Natural language region descriptions
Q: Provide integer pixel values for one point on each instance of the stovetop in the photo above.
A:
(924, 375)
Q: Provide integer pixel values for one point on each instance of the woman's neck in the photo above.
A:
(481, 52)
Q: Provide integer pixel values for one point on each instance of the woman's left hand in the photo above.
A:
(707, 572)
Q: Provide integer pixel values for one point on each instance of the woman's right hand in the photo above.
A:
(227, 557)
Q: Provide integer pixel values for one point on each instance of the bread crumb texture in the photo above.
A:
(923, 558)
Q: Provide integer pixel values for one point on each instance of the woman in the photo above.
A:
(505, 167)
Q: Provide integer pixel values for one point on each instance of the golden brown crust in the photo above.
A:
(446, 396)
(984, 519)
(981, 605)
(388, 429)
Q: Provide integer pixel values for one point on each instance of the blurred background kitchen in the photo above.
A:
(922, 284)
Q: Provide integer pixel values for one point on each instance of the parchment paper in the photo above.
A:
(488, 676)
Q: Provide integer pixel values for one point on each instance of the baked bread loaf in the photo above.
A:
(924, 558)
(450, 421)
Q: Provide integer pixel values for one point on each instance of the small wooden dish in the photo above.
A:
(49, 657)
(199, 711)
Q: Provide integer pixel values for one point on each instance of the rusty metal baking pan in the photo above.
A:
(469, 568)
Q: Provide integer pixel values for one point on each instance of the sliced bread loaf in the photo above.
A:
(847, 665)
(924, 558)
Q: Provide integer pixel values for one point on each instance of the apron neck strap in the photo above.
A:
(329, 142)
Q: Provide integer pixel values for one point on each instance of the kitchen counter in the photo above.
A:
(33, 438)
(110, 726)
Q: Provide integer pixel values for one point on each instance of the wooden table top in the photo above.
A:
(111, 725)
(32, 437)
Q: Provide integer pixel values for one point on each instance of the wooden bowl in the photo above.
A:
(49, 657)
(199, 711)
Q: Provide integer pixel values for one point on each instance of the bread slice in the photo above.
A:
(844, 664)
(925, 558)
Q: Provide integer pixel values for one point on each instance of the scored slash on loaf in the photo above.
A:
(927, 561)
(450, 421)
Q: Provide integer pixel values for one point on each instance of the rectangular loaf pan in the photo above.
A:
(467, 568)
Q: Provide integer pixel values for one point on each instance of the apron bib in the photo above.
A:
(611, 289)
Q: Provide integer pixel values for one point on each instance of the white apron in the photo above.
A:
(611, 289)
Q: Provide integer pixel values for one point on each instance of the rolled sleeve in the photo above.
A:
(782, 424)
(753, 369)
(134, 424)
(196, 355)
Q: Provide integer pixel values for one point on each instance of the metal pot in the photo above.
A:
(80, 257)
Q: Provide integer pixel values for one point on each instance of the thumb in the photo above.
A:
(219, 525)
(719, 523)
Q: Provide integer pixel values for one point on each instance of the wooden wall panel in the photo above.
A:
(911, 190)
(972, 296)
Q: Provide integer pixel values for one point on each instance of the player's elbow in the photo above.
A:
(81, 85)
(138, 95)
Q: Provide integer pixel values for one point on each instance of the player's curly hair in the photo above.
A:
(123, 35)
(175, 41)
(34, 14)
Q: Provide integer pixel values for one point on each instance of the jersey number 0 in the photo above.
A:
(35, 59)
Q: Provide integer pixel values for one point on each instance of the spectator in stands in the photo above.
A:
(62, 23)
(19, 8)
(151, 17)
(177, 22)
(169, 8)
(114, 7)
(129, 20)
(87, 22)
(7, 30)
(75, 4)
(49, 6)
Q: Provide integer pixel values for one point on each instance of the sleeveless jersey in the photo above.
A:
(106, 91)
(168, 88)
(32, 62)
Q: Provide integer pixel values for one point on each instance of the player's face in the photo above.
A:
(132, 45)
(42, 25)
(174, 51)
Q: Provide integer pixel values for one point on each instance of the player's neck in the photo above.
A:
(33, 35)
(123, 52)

**WORK REQUEST:** Write out each line exactly, starting with the line that contains "hair in the photo above." and stopping after the last line of the data.

**OUTPUT FOR THIS TASK:**
Q: Provide integer pixel values for one point on each instance of the player's curly hair in the photo above.
A:
(123, 35)
(175, 41)
(34, 14)
Q: Provide integer pixel values for one point on each instance of the jersey number 0 in the photo above.
A:
(35, 59)
Q: Provide integer pixel values for one point on each instance of the spectator in stands in the photo above.
A:
(62, 23)
(19, 8)
(151, 17)
(177, 22)
(169, 8)
(114, 7)
(129, 20)
(87, 22)
(7, 30)
(75, 4)
(49, 6)
Q: Provide integer pixel values for one point on each instance of the sleeveless jersey in the photo above.
A:
(106, 91)
(168, 88)
(32, 62)
Q: Provide integer pixel values for one point on each instance of the player's face in the photo above.
A:
(132, 45)
(42, 25)
(174, 51)
Q: Provide integer pixel values for one point on each instance of the player's neck in the photo above.
A:
(33, 35)
(123, 52)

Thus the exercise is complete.